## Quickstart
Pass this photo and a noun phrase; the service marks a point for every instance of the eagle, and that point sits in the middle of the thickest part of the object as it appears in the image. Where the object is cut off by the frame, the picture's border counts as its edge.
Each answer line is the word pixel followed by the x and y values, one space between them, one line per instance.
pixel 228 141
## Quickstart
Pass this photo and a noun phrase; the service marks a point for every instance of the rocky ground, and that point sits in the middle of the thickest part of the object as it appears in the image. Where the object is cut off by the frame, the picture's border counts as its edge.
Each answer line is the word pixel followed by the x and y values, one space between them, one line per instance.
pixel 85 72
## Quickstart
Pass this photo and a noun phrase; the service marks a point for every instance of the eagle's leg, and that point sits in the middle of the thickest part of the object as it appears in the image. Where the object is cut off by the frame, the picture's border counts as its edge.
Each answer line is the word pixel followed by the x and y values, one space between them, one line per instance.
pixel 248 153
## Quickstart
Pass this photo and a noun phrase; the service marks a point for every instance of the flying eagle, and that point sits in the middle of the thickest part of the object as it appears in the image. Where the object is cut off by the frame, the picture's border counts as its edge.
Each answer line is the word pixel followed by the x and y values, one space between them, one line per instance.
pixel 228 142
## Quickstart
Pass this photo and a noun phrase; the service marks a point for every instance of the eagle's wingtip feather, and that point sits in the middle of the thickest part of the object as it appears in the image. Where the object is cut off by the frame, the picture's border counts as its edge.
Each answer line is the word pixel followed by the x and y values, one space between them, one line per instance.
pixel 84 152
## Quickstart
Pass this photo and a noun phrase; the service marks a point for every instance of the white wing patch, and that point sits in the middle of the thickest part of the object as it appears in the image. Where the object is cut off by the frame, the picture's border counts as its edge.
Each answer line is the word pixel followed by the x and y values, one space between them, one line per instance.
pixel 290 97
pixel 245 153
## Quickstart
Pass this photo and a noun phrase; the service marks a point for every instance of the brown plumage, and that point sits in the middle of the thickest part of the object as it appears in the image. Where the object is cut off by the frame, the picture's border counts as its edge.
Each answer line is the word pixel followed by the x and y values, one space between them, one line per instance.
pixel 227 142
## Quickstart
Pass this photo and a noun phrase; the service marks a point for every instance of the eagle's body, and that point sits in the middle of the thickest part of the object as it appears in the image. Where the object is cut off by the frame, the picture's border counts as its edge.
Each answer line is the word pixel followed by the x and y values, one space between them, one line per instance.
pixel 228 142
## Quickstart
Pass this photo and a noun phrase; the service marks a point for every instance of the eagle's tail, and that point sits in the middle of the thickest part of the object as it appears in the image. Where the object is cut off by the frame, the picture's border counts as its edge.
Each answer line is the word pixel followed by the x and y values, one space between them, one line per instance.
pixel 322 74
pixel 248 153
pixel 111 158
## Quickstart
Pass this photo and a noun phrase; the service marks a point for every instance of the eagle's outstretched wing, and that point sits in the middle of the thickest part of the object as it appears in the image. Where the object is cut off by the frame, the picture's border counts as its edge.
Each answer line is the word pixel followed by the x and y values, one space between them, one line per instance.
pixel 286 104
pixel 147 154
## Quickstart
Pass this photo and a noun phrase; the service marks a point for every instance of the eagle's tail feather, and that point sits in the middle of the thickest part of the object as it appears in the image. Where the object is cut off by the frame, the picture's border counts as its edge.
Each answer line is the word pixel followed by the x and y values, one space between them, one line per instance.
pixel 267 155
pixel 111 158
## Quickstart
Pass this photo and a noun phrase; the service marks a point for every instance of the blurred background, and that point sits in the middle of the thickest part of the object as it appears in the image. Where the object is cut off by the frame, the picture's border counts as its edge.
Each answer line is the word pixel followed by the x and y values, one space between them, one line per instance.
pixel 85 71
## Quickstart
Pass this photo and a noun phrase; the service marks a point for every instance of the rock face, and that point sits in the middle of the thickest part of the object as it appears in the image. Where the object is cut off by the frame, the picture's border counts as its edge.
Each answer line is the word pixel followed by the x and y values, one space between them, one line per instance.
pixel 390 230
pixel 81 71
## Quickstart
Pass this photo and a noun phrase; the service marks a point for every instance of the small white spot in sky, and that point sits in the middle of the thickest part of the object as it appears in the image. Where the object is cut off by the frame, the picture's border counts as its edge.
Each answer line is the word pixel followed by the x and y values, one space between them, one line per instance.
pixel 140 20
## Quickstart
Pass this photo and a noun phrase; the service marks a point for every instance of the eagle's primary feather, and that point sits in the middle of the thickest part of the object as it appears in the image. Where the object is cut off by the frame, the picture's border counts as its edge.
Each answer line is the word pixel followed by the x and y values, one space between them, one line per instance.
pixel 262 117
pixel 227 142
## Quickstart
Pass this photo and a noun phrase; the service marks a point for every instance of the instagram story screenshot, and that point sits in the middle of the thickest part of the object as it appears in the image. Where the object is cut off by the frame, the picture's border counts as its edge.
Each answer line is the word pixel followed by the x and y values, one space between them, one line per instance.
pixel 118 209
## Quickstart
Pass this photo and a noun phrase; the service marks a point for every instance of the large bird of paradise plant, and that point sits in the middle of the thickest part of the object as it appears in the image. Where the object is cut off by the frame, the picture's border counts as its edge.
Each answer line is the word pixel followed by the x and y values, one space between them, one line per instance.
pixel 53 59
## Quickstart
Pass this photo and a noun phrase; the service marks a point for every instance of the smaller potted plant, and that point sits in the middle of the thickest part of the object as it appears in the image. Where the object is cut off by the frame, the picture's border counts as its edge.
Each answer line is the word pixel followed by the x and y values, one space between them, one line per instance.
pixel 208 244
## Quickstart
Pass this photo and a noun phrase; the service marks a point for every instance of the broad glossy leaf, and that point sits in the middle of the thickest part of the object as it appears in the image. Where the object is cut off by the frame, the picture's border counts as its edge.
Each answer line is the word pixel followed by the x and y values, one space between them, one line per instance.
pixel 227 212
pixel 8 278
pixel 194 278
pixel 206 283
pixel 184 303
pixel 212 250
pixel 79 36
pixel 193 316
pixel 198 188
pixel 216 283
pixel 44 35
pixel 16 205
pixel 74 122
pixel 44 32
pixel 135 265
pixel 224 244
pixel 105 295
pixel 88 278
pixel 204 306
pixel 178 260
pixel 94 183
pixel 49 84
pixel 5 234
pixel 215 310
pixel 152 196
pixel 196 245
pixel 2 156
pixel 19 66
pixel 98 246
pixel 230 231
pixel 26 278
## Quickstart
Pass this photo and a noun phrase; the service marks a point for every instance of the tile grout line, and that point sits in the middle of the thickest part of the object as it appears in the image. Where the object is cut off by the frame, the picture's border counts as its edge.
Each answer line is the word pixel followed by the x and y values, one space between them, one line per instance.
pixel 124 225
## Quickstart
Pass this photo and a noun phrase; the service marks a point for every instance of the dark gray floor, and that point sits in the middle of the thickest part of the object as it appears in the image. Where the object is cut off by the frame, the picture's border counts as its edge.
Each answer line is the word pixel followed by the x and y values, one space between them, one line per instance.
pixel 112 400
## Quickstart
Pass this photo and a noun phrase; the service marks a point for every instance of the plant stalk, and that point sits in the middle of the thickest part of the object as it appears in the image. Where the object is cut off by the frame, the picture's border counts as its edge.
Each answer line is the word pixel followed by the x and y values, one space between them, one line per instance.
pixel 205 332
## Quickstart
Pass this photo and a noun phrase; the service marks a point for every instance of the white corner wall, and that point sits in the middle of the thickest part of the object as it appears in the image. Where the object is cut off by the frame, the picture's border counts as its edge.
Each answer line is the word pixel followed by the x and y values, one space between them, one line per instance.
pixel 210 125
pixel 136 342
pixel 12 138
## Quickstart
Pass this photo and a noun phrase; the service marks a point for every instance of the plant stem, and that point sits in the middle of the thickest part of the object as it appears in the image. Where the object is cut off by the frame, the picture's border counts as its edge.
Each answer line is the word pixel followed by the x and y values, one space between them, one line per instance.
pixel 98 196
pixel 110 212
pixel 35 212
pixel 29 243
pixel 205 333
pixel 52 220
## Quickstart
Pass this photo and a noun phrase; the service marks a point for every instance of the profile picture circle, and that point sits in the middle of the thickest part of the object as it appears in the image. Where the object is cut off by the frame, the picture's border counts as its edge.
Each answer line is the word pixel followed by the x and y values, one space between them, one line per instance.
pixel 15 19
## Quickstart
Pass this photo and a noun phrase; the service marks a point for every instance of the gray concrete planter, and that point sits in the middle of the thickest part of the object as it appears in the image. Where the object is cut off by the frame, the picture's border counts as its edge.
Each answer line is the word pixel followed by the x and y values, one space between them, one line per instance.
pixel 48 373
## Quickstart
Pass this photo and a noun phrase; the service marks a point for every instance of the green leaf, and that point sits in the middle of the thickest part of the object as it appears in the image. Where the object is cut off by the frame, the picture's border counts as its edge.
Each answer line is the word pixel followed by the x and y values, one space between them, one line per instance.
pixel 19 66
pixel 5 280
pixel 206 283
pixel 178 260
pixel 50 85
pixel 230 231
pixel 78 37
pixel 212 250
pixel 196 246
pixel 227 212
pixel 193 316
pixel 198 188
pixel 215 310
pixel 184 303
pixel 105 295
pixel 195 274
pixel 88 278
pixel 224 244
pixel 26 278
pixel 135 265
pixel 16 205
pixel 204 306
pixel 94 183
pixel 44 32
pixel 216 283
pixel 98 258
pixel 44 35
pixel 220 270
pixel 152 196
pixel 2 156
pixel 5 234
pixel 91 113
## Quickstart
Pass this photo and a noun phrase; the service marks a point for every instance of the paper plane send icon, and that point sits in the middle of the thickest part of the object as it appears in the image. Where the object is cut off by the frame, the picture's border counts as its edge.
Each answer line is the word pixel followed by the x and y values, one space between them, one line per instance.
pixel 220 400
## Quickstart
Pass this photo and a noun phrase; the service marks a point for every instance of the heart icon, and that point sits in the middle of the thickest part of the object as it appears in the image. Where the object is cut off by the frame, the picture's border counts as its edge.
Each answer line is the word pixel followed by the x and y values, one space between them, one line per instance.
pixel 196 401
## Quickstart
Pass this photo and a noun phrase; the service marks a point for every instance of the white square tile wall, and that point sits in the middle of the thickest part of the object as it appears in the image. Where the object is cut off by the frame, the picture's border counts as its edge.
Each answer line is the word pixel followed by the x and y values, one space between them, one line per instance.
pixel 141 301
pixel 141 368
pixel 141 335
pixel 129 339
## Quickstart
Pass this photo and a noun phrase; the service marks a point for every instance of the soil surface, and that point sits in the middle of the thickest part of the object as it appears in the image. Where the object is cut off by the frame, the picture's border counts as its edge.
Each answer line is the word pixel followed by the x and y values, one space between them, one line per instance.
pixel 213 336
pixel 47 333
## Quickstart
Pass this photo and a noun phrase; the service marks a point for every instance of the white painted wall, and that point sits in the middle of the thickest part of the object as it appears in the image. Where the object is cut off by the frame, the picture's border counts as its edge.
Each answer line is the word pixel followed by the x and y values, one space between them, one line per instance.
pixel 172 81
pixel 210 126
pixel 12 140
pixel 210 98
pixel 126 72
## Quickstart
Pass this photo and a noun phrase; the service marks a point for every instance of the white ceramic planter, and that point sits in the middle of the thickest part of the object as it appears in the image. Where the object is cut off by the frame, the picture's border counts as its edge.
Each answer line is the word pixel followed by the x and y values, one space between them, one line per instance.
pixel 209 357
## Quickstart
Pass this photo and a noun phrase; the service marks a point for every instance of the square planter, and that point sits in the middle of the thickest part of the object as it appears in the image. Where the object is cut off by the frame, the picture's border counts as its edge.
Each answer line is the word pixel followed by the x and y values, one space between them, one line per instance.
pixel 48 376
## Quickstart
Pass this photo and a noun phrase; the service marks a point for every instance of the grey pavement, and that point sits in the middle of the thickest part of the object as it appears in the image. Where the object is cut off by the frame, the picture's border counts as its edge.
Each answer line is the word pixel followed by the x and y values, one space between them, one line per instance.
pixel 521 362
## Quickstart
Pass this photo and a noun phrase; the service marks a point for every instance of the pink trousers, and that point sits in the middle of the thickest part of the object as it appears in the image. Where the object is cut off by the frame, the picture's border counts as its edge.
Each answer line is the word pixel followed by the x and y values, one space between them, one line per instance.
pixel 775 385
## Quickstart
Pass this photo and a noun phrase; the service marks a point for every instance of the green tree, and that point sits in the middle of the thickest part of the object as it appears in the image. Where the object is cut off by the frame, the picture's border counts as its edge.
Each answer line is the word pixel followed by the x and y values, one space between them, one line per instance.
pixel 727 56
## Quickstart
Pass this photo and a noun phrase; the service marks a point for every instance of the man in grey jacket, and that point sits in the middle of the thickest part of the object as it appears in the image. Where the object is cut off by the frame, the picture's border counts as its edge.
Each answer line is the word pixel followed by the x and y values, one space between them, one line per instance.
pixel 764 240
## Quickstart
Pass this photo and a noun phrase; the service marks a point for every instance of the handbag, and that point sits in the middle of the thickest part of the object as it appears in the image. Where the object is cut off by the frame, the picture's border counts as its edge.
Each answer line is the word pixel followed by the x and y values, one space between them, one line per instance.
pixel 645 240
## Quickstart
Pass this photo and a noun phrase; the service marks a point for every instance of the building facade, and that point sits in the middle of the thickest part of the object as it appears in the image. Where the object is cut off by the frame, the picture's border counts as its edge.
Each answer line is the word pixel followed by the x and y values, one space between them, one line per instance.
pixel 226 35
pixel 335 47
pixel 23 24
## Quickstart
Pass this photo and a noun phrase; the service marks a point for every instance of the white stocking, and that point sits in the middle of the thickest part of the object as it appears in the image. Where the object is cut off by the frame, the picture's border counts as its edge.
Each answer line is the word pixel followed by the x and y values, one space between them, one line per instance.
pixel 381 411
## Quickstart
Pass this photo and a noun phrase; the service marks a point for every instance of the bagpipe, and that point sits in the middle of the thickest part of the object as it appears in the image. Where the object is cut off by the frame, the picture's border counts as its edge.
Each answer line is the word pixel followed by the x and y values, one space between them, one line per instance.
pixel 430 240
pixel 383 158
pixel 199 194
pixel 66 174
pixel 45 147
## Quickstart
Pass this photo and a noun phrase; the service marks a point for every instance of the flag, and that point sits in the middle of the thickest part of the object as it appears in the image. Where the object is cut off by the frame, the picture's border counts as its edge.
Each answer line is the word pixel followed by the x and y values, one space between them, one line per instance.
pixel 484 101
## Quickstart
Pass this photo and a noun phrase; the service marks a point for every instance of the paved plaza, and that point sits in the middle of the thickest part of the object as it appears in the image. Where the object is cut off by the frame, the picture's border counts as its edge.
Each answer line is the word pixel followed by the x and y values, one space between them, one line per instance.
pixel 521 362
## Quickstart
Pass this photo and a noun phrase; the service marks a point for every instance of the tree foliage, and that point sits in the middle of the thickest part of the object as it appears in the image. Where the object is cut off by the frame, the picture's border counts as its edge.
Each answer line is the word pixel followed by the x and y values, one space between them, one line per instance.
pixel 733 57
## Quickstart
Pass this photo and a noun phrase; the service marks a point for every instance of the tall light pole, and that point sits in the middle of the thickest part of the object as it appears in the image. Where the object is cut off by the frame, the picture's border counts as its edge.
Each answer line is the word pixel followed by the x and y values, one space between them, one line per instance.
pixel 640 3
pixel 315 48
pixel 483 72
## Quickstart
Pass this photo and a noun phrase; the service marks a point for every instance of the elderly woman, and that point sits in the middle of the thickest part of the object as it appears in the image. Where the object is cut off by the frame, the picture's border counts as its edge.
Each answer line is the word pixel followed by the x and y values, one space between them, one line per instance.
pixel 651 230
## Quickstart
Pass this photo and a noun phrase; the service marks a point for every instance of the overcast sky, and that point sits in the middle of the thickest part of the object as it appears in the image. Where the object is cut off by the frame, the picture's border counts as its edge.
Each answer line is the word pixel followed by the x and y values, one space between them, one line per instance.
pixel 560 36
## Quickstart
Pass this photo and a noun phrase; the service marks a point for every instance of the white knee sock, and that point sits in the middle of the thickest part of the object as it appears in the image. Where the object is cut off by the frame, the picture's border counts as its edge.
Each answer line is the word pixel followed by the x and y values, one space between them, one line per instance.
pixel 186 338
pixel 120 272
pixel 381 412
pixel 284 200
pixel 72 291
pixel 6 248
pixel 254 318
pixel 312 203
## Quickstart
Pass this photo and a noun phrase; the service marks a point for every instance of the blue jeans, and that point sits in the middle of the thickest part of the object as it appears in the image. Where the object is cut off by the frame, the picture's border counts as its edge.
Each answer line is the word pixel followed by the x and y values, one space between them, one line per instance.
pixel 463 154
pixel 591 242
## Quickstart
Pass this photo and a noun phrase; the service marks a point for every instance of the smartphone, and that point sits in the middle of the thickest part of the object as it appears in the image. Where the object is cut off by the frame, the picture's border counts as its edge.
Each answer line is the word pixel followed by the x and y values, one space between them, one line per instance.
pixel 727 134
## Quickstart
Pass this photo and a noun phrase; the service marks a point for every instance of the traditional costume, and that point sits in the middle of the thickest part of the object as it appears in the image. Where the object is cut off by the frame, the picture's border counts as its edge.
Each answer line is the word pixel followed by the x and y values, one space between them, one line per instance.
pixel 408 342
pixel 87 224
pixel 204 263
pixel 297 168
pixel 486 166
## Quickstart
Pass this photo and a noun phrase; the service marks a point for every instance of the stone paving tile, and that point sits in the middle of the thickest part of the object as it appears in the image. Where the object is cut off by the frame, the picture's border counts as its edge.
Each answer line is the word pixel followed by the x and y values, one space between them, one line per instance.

——

Report every line from the material above that mentions the word "grey".

Solved exercise:
Pass this photo and a noun phrase; the service marks a point for every instance of the grey pavement, and that point sits in the middle of the thickest part of the object as it appears in the image. Where the object is cut off by the frame, the picture's border counts as its edge.
Pass this photo and a noun phrase; the service marks a point for every instance of the man in grey jacket, and that point sits in the middle of the thickest part of the object as it appears in the image. Where the object is cut off by the frame, the picture's border counts as its edge.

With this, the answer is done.